- **Selected extract**

The Patriots-Giants football game was great. And I say that as someone who really doesn’t care much about sports. I’m an “Easter Sunday” sports fan, in front of the TV only when the great moments of sports competition occur. Politics is the only sport I respect, and even that is not saying much in Illinois where the “culture of corruption” is an accepted lifestyle.

But the focus on the commercials and the half-time entertainment was so disappointing.

Yes, there were a few good commercials, like the one with Clint Eastwood walking through Detroit giving the public a pep-rally about reviving the American spirit and the auto industry.

But when Rap singer M.I.A. flipped her middle finger during her performance with Madonna and Nicki Minaj, it made me sick.

Is that what great football and Americanism has come down too? Seriously?

Madonna was a great singer. She sang five songs, the first and second old ones I loved, the three sandwiched in the middle were just so-so. But worse was the fact that she wasn’t really singing at all. It was a puppet show and she was lip syncing.

- **Problems**
**A.** According to the commentary on the Patriots-Giants game, how many songs did Madonna sing?
**B.** Pick up the commentary on the Patriots-Giants game after its last sentence and keep writing it.
The records can be left aside.

- **Given data**

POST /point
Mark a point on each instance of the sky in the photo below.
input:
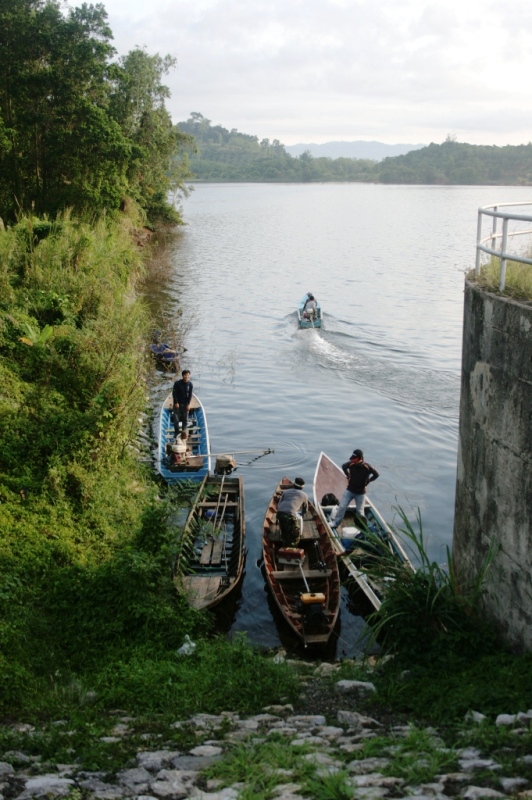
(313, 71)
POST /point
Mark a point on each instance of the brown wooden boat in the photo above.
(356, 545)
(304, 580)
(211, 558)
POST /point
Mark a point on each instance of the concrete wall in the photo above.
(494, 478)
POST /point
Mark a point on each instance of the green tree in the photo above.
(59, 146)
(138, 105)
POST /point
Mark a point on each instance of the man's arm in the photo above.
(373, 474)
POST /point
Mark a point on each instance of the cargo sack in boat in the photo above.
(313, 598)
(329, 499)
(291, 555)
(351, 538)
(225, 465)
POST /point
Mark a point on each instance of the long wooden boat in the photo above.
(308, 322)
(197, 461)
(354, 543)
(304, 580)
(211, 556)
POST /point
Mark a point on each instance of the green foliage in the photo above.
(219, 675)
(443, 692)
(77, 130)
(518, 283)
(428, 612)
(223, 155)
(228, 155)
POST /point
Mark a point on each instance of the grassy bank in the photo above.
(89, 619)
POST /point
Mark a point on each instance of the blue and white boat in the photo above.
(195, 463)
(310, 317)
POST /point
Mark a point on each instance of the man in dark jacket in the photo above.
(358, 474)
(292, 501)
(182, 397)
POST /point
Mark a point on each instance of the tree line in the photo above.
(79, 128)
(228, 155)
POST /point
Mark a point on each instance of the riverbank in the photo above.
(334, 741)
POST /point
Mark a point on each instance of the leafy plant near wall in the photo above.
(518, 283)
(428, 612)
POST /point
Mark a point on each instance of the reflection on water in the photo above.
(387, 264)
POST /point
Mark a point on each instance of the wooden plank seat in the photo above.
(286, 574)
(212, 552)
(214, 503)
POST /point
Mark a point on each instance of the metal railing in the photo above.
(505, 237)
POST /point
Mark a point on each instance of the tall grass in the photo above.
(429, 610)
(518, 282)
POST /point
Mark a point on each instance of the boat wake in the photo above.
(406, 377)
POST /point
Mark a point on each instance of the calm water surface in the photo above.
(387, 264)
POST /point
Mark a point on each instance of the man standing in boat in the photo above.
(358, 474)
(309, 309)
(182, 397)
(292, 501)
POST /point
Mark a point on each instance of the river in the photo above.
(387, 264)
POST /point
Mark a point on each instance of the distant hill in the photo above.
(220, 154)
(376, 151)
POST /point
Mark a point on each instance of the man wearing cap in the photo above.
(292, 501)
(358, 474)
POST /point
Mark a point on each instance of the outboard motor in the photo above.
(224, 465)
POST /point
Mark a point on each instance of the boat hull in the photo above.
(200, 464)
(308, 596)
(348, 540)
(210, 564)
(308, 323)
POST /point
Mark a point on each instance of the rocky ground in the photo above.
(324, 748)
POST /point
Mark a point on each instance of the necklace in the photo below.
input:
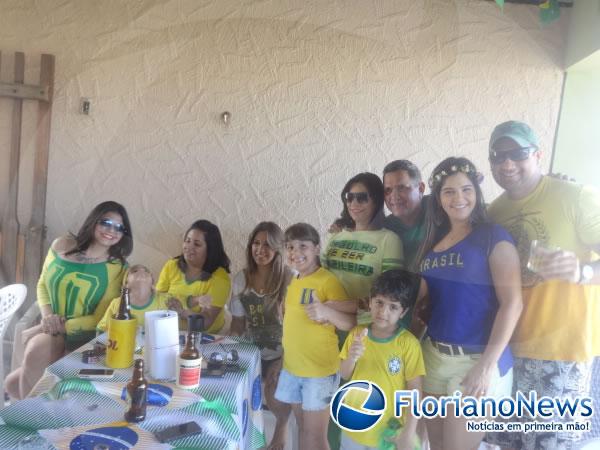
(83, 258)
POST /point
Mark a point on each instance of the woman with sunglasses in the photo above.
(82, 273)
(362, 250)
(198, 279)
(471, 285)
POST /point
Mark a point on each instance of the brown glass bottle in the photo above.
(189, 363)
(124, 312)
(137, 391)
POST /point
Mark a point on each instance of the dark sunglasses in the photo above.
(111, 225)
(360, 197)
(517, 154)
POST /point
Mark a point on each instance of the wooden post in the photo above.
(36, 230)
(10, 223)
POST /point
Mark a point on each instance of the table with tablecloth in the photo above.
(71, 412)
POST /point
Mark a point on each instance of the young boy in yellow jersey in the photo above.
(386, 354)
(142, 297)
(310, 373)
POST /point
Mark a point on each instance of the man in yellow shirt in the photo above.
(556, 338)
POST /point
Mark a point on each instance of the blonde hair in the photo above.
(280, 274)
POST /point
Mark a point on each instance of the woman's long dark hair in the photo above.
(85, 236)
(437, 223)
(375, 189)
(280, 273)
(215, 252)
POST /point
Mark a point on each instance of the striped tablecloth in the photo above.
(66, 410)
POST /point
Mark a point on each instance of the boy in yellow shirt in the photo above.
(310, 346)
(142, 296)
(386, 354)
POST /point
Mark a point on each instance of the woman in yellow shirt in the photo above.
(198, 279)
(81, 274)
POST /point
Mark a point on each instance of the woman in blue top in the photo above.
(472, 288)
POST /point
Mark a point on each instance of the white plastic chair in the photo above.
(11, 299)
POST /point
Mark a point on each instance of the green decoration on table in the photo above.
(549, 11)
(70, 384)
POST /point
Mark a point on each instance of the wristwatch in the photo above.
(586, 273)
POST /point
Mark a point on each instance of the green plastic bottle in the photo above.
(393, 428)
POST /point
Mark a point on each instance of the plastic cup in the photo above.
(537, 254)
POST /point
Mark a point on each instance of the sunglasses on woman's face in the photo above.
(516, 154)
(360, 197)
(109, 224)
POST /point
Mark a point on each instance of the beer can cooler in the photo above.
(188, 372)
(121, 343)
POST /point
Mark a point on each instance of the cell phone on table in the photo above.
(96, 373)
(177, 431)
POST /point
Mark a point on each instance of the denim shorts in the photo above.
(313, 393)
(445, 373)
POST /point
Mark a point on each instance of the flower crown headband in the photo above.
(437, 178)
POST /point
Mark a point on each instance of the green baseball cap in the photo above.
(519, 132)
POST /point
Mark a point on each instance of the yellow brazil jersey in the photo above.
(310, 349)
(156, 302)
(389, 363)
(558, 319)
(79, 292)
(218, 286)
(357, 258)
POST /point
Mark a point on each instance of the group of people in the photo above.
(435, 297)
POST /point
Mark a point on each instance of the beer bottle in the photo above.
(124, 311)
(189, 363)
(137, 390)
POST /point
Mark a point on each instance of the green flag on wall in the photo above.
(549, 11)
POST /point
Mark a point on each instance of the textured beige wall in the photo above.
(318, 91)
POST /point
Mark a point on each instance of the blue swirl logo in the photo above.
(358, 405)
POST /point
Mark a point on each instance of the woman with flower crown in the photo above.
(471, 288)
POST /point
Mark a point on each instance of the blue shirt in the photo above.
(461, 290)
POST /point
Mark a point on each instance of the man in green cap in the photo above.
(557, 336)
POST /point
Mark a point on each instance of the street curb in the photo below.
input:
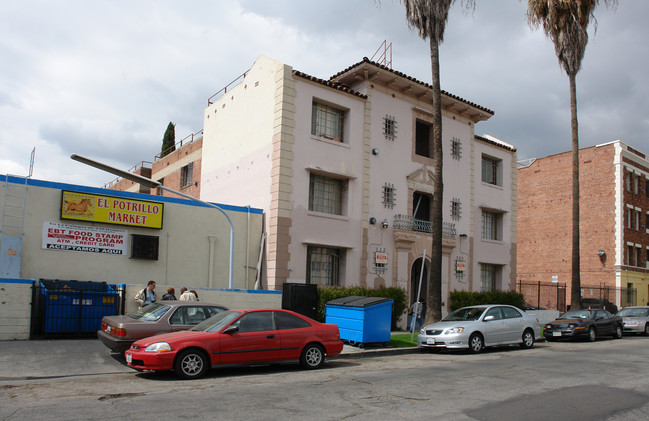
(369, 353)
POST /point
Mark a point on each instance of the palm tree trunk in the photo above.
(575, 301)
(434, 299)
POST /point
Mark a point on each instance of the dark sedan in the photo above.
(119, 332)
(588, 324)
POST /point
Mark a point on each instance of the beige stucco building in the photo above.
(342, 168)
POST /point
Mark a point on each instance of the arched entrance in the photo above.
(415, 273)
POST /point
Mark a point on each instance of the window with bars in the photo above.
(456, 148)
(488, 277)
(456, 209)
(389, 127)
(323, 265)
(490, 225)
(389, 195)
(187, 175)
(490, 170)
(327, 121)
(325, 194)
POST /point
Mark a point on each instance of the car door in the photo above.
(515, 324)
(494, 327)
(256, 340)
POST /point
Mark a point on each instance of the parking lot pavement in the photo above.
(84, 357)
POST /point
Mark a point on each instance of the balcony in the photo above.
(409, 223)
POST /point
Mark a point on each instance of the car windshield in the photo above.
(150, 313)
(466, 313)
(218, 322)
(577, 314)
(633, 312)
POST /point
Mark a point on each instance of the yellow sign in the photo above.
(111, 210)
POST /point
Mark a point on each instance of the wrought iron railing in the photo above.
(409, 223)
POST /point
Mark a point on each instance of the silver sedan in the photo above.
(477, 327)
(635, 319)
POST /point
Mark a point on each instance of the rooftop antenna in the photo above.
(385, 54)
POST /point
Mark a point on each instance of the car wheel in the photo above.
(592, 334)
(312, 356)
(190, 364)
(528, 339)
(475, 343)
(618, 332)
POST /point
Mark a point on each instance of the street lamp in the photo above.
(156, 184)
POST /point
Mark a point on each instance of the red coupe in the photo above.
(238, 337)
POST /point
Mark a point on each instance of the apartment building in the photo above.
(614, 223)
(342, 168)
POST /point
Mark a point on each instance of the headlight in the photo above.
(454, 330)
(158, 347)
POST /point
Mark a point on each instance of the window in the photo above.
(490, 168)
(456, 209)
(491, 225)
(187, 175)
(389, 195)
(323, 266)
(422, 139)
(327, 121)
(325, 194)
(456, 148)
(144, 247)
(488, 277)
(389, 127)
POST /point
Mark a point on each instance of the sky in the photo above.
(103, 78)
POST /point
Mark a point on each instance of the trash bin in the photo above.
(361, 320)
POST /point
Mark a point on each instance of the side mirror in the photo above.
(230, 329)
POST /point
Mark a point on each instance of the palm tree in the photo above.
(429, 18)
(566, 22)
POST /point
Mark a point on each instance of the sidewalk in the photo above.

- **Answers in order**
**A.** Five.

**B.**
We don’t even get reality from the Masters of the Entertainment World anymore.

Sure, the stage settings were great. But that cost how much? Anything that costs $1 million would look great, or at least we would hope.

Maybe it’s time we should kill the Super Bowl before it gets worse. Because it is getting worse. End it on the memories of great football plays, not disgraceful and disrespectful controversies like flipping the middle finger at the public.

The NFL should be ashamed of itself. But worse, we should be ashamed of ourselves.

The only saving grace was that my son, when he saw what M.I.A. did, remarked in gleeful shock, “Inappropriate.”

This year’s Super Bowl was inappropriate, and not just because the Chicago Bears were not in play.

(Listen to Ray Hanania every Sunday on WSBC AM 1240 Radio from 8 am until 11.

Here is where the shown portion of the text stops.